WHAT THE EXERCISE ASKS: Print, word for word, the lines of the entries below from the line containing "In this image, your task is to find where each defender's" up to and including the line containing "[106,246,136,274]".

___

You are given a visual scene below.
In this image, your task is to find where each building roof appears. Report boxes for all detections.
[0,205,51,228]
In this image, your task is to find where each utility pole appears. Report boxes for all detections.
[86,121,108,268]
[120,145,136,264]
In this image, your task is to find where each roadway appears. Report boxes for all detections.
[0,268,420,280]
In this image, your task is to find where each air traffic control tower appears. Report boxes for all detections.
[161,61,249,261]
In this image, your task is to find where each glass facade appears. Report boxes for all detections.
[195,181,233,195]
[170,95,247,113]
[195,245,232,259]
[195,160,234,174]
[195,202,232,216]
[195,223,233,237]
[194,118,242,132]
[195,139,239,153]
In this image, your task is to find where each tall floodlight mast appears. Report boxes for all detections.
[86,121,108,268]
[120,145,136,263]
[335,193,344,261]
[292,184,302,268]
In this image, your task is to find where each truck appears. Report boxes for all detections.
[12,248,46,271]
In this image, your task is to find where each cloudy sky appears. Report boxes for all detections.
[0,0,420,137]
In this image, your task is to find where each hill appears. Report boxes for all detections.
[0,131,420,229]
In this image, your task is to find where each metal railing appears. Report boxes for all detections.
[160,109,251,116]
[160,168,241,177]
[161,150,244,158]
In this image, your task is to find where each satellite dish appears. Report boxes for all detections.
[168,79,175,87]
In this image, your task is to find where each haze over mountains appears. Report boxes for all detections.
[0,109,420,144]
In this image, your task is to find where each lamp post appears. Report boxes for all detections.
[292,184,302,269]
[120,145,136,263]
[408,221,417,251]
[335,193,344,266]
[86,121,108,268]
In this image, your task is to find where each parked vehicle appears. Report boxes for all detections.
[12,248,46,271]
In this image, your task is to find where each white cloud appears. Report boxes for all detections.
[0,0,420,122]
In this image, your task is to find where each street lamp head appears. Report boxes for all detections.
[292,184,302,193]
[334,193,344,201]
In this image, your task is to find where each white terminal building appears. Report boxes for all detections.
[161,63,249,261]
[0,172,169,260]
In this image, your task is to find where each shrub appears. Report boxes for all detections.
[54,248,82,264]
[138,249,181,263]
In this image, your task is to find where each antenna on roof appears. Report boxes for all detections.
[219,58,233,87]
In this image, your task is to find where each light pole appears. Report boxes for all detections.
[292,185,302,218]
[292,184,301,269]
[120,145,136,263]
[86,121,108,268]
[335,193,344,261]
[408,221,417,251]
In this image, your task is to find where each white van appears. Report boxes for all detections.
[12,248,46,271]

___

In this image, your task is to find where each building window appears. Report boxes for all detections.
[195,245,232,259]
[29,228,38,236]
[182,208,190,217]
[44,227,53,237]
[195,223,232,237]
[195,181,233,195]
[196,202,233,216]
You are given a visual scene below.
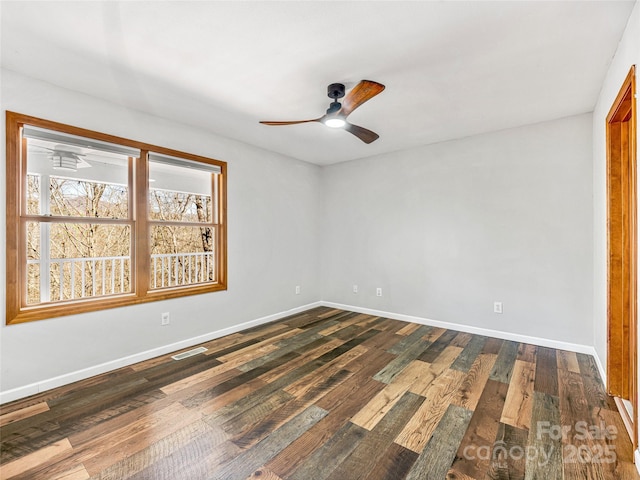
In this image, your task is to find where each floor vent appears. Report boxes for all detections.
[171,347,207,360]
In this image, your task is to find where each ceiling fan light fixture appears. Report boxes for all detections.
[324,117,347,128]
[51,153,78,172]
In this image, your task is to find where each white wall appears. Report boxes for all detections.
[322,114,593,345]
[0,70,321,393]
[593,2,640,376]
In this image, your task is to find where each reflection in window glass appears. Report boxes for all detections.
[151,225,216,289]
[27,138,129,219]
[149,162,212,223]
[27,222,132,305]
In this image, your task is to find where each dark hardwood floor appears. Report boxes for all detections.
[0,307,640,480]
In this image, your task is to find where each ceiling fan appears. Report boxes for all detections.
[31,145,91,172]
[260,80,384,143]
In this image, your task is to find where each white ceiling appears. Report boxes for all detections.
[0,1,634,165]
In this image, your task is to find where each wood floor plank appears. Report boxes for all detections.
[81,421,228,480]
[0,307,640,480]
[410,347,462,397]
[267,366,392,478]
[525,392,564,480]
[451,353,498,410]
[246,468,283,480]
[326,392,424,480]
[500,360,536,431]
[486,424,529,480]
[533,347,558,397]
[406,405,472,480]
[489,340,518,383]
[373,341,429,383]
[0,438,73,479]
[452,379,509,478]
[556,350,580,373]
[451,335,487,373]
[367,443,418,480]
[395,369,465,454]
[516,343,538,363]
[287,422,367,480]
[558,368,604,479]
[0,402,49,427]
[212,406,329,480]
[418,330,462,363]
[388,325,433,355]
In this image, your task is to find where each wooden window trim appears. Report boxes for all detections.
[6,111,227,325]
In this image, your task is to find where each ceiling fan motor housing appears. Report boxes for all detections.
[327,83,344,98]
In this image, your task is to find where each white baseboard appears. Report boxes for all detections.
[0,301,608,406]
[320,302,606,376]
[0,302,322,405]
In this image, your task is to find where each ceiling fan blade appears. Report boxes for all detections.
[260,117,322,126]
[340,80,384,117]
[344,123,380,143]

___

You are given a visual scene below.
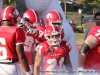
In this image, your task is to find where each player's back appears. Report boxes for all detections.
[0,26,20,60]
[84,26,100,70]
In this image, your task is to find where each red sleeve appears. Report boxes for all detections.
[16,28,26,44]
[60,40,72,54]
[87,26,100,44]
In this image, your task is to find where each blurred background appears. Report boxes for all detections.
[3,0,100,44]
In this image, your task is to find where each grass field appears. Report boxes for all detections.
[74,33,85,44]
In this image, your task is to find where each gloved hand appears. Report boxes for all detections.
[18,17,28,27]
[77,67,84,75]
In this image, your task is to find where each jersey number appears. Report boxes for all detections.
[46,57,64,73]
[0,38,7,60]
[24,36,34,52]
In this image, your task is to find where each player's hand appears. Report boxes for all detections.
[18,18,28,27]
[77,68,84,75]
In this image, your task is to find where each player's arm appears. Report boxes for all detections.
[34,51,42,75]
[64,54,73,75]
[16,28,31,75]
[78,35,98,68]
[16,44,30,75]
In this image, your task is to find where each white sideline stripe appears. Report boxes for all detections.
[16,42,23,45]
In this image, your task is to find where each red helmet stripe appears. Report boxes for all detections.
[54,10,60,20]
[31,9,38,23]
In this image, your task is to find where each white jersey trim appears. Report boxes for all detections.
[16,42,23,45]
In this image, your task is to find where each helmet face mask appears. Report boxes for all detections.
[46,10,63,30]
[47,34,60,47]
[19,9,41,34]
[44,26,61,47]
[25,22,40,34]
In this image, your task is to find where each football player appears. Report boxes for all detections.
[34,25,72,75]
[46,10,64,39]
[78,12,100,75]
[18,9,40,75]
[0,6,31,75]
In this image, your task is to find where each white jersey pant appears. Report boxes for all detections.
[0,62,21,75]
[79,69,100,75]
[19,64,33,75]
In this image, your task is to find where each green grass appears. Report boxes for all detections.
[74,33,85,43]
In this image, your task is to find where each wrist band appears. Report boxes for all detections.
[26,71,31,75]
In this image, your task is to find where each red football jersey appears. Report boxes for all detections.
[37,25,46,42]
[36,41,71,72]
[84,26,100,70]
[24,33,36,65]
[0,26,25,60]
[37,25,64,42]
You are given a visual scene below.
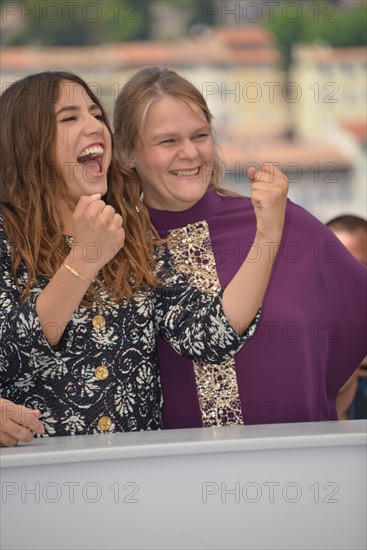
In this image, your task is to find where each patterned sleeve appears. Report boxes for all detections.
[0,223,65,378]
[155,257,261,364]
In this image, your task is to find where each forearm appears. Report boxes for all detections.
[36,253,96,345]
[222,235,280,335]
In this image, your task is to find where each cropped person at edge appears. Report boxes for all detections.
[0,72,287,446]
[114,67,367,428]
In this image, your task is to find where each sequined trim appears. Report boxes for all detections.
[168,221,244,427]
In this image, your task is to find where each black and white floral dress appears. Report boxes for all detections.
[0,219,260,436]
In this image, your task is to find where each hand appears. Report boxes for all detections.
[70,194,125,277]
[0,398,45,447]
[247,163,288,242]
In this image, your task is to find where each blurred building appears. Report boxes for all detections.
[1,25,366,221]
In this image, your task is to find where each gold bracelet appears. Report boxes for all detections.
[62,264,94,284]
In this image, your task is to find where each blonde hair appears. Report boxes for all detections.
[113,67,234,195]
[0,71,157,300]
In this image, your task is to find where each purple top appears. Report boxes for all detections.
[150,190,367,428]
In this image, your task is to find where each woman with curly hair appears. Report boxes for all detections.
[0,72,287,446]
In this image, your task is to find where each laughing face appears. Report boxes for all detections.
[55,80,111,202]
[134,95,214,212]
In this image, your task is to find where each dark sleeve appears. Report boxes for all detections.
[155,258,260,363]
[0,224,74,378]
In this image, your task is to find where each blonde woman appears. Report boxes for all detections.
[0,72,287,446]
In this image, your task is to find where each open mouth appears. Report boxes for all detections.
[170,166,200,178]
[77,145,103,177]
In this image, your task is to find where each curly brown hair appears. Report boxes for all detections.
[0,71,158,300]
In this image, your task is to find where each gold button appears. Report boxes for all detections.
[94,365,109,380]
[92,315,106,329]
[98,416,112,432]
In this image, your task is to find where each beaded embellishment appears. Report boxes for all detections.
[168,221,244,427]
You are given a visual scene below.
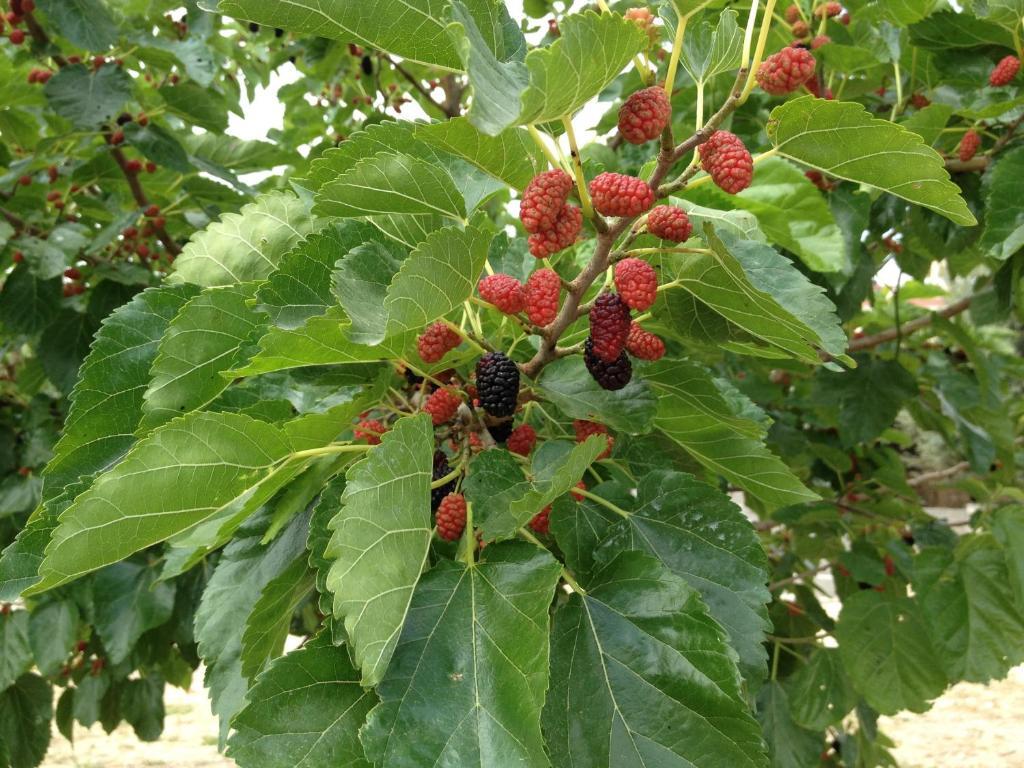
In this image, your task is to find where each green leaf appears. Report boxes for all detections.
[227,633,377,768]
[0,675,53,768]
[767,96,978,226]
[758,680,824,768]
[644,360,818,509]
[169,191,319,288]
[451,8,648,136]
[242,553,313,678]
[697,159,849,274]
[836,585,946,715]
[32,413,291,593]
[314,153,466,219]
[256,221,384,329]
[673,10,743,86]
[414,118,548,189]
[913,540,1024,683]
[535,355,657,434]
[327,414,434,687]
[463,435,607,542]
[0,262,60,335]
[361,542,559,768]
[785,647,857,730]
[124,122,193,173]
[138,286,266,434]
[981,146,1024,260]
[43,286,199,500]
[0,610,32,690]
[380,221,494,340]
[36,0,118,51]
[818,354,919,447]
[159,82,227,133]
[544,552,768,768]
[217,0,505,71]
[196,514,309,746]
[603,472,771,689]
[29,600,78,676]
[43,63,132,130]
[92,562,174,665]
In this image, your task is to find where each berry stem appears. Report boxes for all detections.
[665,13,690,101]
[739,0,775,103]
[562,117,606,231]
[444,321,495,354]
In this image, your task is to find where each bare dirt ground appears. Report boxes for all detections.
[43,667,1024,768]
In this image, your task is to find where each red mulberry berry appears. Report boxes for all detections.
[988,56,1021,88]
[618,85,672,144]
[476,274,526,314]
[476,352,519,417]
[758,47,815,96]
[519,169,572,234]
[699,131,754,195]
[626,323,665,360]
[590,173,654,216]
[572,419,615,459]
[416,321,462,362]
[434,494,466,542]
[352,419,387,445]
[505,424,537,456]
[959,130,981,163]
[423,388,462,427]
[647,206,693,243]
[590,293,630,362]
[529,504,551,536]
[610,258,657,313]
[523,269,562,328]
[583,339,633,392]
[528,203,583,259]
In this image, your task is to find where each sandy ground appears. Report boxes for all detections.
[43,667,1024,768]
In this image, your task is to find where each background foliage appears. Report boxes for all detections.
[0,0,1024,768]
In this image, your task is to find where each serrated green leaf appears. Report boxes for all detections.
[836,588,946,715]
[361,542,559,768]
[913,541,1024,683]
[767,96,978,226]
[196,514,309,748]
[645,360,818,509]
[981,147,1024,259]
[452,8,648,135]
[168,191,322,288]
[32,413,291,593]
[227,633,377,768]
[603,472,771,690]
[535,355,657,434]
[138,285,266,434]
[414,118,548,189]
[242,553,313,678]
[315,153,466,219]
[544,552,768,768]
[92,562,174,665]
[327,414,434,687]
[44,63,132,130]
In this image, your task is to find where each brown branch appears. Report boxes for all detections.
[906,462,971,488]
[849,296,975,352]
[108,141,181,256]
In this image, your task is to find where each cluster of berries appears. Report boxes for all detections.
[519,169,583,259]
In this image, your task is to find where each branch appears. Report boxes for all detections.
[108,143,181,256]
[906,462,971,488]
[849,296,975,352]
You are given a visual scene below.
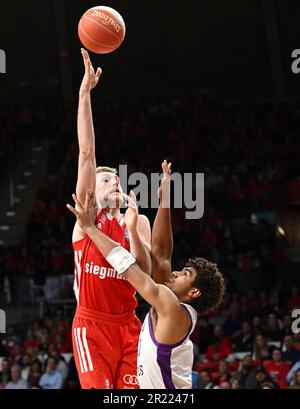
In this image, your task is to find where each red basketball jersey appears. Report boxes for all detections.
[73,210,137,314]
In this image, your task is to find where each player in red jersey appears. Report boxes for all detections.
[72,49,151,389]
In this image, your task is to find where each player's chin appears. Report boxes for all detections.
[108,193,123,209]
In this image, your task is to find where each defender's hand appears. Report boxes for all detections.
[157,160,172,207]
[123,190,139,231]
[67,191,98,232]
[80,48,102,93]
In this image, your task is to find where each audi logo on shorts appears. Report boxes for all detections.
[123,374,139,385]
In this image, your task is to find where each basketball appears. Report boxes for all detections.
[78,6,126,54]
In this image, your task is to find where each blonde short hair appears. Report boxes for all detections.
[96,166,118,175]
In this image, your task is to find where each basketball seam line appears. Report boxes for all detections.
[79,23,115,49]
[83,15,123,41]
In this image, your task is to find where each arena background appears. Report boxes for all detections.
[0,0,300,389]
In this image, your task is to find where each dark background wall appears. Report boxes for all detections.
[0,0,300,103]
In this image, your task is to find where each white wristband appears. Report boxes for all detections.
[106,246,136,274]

___

CORRECT RESPONSE:
In this image, your task is to find where each defender's hand appears. Report boxes for all detections.
[157,160,172,207]
[123,190,139,231]
[67,191,98,232]
[80,48,102,93]
In this image, your task is to find where each audi logo on shorts appears. Report boxes for all detections.
[123,374,139,385]
In this image, your task is to find where each basketball appears. Report boxes for all detections.
[78,6,126,54]
In this image, your task is to find where each blonde short hair appears. Report boxes for all detections.
[96,166,118,175]
In this image, your task is to find where each basketball seam line appears. Report boxes for all detections.
[79,23,115,49]
[83,15,123,41]
In this image, your task is to find where each arena background appears. Report boxes for all detections.
[0,0,300,389]
In this image, your task is to find where each dark background wall appears. Report boxes for all detections.
[0,0,300,103]
In this image, your task is to find where each white wristband appears. Report boxes for all detections.
[106,246,136,274]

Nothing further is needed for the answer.